> **Source document**:
<<<<
One way to do it, is to name the list element with the prefix
"nodedata_"
and assign a 'function'
which
returns a 'list'
for each node. It is important that the
lists be of the same length
as the lists created from the
node’s data
. I.e. the new data has to have the same number
of observations as the node’s data since it needs to fit into one
'data.frame'
. We are effectively adding columns to the
node’s data
.
As we can see below, the plot data’s nodesize can be useful to make sure
of this.
Once we call geom_node_plot()
this data will be readily
available through gglist
under its name (which we set for
it as the name of the list element) without the prefix - just like all
the node’s data
.
gg <- ggparty(py, add_vars = list(nodedata_x_dens =
function(data, node) {
list(density(node$data$temperature,
n = data$nodesize)$x)
}
)
)
gg$data$nodedata_x_dens
#> [[1]]
#> [1] 53.53320 56.75887 59.98453 63.21019 66.43585 69.66151 72.88717 76.11283
#> [9] 79.33849 82.56415 85.78981 89.01547 92.24113 95.46680
#>
#> [[2]]
#> [1] 57.31698 67.15849 77.00000 86.84151 96.68302
#>
#> [[3]]
#> [1] 63.73772 80.26228
#>
#> [[4]]
#> [1] 61.48648 78.50000 95.51352
#>
#> [[5]]
#> [1] 46.43918 64.47973 82.52027 100.56082
#>
#> [[6]]
#> [1] 60.61887 65.30943 70.00000 74.69057 79.38113
#>
#> [[7]]
#> [1] 62.33887 71.50000 80.66113
#>
#> [[8]]
#> [1] 59.73772 76.26228
The obvious limitation of this method is that the number of
observations has to be identical to the nodesize
. In this
case we achieved this by setting n
of
density()
to the nodesize
.
If we want to plot custom data of different dimensions we can simply
supply it via the data
argument of the geoms
in gglist
. Though in that case we won’t be able to access
it simultaneously with the node’s data
in the same
geom
. To ensure correct behaviour this
'data.frame'
has to contain a column named id
specifying the id
of the node it belongs to.
>>>>
> **Task set**:
• 1. According to the passage on attaching custom data to ggparty nodes, why must each list returned by the function have the same length as the lists made from the node's data? Answer in one to three sentences.
• 2. Write the next part of the passage on attaching custom data to ggparty nodes, continuing after its final sentence.

Named-object pointing entries
<<<<
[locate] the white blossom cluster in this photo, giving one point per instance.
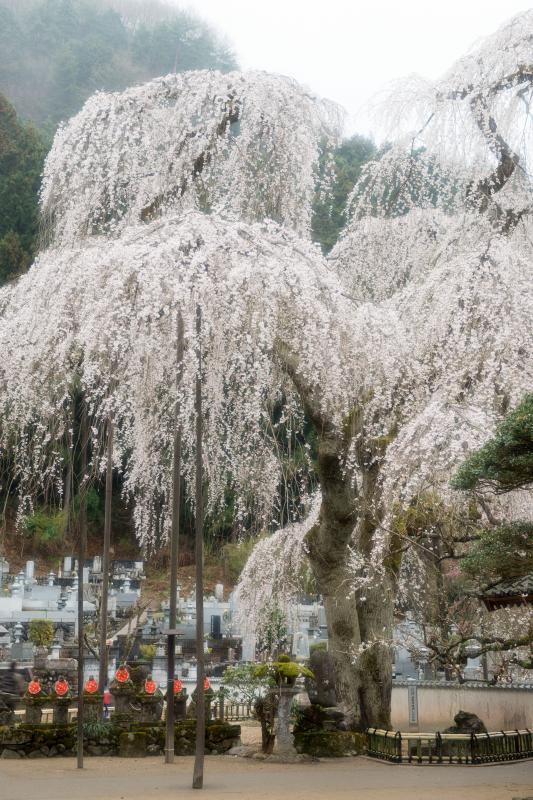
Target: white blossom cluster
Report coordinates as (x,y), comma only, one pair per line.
(162,199)
(263,581)
(244,145)
(103,317)
(441,329)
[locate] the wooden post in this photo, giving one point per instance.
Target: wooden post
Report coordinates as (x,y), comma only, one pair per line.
(198,774)
(82,488)
(174,548)
(102,676)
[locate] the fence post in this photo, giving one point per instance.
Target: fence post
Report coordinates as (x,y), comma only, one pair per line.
(398,740)
(438,740)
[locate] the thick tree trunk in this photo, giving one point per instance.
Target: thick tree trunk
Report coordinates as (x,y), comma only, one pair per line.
(359,622)
(359,630)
>>>>
> **Responses**:
• 1. The new data must have the same number of observations as the node's data because both have to fit into one data.frame. In effect, the new values are added as extra columns to the node's data.

• 2.
If we want to plot the data
contained within the
individual nodes of the tree, we need to add
geom_node_plot()
to our ggparty()
call. To
understand why this is necessary let’s reiterate what
ggparty()
does and how it uses the ggplot()
function. Every ggplot()
call needs a
'data.frame'
, so as we’ve seen above ggparty()
creates one from the 'party'
object. In this
'data.frame'
every row corresponds to a node of the
tree.
Each column of this node’s data
is stored as a
'list'
in its own column. This way it is not usable by
ggplot()
, since ggplot()
can’t handle lists
inside its data. This is where geom_node_plot()
comes into
play and each instance of geom_node_plot()
creates a
completely separate ggplot()
call after transforming all
the columns containing lists of data (created by ggparty()
)
into a new 'data.frame'
for the new separate
ggplot()
call.
All the other columns of ggparty’s 'data.frame'
(like
kids
, parent
, etc.) get lost in this process,
since usually we will not be interested in these when plotting the node
data and they could potentially cause naming conflicts. In case we do
want to use them, there is a fairly easy
way to do so. So by default we can access anything that can be found
in the data slot of the party object, the fitted_nodes and additionally
if the 'party'
object contains any, the
fitted.values
and the residuals
of the
included model.
Now let’s take a look at a constparty object created from the same data.
n1 <- partynode(id = 1L, split = sp_o, kids = lapply(2L:4L, partynode))
t2 <- party(n1,
data = WeatherPlay,
fitted = data.frame(
"(fitted)" = fitted_node(n1, data = WeatherPlay),
"(response)" = WeatherPlay$play,
check.names = FALSE),
terms = terms(play ~ ., data = WeatherPlay)
)
t2 <- as.constparty(t2)
To visualize the distribution of the variable play
we
will use the geom_node_plot()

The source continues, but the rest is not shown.